Examples of mask labeling
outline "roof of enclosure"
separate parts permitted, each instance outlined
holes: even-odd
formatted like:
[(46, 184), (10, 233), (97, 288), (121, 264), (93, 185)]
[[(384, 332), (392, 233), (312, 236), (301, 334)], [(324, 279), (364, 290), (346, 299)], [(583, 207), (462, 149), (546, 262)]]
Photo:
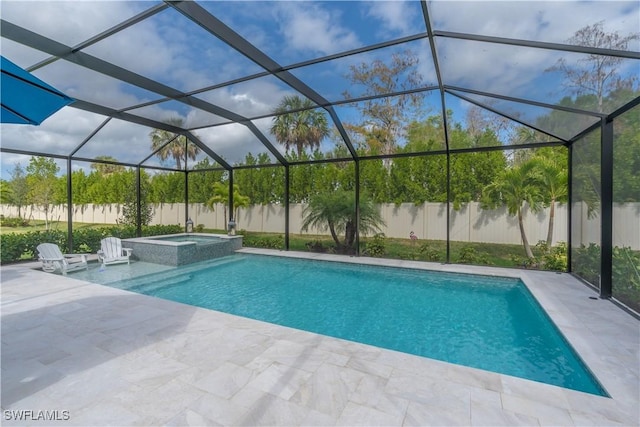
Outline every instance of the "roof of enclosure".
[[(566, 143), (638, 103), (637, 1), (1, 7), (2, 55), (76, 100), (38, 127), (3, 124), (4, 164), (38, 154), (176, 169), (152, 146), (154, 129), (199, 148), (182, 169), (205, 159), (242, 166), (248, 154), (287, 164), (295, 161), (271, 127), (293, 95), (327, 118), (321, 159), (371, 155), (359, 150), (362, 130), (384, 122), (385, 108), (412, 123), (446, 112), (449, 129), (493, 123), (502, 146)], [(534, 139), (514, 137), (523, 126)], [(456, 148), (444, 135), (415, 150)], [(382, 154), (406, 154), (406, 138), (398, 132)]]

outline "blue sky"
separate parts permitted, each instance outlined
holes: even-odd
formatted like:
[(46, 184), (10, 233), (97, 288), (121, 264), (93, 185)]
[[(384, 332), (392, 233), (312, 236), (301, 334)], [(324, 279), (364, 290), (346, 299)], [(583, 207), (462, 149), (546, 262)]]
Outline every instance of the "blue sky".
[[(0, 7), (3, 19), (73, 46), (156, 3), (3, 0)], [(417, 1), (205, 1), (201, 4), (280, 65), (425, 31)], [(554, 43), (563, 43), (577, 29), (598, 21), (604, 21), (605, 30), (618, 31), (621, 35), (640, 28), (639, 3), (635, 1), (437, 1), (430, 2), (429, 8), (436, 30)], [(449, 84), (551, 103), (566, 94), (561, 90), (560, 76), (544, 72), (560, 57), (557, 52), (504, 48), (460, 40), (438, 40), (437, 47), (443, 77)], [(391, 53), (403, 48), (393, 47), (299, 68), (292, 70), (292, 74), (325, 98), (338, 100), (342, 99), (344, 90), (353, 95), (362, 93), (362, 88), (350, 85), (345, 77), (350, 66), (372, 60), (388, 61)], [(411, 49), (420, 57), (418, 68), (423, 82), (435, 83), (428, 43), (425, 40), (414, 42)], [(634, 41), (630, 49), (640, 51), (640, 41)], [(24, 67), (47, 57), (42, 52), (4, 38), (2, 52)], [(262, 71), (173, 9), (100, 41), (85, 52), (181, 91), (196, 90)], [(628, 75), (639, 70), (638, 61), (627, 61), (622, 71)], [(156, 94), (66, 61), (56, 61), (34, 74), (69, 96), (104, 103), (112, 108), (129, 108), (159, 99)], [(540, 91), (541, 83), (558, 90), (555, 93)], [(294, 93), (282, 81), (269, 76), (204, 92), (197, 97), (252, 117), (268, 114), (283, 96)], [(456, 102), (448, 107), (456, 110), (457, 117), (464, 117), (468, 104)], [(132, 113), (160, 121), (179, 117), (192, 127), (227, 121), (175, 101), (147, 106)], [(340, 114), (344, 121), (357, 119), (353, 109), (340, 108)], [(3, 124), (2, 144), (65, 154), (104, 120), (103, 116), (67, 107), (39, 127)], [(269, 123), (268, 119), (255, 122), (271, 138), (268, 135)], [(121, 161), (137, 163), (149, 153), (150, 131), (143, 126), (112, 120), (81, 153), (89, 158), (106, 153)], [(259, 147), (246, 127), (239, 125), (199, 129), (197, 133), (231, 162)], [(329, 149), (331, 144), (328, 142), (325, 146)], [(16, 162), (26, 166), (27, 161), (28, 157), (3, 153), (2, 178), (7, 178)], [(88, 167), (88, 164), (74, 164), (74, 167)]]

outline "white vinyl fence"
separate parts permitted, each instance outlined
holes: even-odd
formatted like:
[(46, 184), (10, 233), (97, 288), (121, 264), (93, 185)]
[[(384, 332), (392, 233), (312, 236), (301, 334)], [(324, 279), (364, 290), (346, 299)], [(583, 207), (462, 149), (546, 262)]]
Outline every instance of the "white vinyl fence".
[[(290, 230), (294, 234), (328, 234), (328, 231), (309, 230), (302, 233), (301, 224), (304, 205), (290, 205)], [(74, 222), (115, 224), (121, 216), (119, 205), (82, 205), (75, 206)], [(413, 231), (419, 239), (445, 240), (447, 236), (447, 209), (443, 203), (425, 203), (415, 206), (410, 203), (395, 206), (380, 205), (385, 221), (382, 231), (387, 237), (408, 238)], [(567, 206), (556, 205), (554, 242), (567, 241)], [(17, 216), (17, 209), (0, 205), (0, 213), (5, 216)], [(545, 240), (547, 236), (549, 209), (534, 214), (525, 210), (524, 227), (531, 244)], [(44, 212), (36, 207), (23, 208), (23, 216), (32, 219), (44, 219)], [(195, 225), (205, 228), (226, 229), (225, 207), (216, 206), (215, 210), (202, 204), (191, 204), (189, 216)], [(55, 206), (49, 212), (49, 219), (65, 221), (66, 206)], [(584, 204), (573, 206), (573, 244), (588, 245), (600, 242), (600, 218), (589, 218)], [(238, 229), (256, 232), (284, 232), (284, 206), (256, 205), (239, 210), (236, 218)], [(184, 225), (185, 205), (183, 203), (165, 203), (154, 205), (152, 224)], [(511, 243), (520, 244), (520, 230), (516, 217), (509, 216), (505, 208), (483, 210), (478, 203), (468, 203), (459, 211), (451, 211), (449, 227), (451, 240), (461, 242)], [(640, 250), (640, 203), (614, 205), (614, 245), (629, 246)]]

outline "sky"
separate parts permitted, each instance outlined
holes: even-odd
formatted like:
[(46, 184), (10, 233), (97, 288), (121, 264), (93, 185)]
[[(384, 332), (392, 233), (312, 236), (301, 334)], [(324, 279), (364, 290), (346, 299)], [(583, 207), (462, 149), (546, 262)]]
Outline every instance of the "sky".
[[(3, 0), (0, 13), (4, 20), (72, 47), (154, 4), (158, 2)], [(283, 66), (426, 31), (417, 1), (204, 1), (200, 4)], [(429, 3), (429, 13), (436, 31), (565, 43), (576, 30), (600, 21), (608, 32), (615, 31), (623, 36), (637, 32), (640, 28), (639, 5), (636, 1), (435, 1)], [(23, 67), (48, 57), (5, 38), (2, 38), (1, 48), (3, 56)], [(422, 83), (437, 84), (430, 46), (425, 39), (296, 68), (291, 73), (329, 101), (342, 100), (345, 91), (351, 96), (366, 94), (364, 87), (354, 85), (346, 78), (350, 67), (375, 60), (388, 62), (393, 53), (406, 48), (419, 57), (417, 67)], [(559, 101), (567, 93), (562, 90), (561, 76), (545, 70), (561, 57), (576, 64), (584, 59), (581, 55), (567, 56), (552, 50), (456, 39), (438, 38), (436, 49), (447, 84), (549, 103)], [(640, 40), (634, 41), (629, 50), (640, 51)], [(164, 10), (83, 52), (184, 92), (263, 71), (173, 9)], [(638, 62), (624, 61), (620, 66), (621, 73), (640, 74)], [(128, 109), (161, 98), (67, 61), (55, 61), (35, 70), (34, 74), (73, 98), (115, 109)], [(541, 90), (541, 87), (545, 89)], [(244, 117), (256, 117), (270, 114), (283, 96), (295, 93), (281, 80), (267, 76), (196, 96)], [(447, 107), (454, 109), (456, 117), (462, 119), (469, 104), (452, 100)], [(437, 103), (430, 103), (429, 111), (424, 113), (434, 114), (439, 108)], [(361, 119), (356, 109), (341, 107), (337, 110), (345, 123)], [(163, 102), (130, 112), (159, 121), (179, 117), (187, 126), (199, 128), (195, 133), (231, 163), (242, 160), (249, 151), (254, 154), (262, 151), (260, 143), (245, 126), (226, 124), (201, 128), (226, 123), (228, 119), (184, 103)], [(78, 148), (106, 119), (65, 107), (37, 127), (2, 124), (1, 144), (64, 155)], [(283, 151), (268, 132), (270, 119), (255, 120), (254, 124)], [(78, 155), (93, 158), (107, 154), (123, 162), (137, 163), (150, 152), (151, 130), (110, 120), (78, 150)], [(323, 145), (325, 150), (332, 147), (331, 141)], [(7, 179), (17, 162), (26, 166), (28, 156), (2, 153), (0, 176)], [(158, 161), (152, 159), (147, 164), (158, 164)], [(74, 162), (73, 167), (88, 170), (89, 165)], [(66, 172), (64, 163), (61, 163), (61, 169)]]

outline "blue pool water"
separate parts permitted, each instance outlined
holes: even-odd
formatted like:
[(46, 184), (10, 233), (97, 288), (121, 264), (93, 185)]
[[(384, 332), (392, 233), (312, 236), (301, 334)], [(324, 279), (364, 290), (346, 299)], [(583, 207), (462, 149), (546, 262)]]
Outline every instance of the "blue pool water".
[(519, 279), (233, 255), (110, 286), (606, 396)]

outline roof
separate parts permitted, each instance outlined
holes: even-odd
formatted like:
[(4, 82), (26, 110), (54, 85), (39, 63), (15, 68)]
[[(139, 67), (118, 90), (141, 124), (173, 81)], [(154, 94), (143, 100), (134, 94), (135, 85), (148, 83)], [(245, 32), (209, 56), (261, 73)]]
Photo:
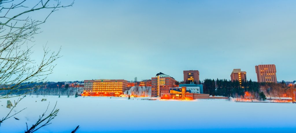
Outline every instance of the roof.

▶ **What the task requires**
Copy the material word for word, from its beginning through the line that contains "138), (398, 132)]]", including that line. Leave out the pictures.

▶ **Solution to the problem**
outline "roof of enclosure"
separate parts permitted, each instance outlined
holes: even-odd
formatted like:
[(46, 184), (10, 233), (97, 288), (121, 264), (93, 185)]
[[(384, 332), (392, 233), (312, 236), (301, 334)], [(324, 279), (364, 290), (346, 299)], [(583, 207), (462, 149), (546, 262)]]
Photo:
Outline every instance of the "roof of enclosure".
[[(566, 143), (638, 103), (637, 1), (1, 7), (2, 55), (76, 100), (38, 127), (3, 124), (4, 164), (38, 154), (176, 169), (152, 146), (154, 129), (199, 148), (182, 169), (205, 159), (242, 166), (248, 154), (287, 164), (295, 161), (271, 127), (293, 95), (327, 118), (321, 159), (371, 155), (359, 150), (362, 130), (384, 122), (385, 108), (412, 123), (446, 112), (449, 129), (493, 123), (502, 146)], [(534, 139), (514, 137), (523, 126)], [(456, 148), (444, 135), (415, 150)], [(382, 154), (406, 154), (406, 138), (398, 132)]]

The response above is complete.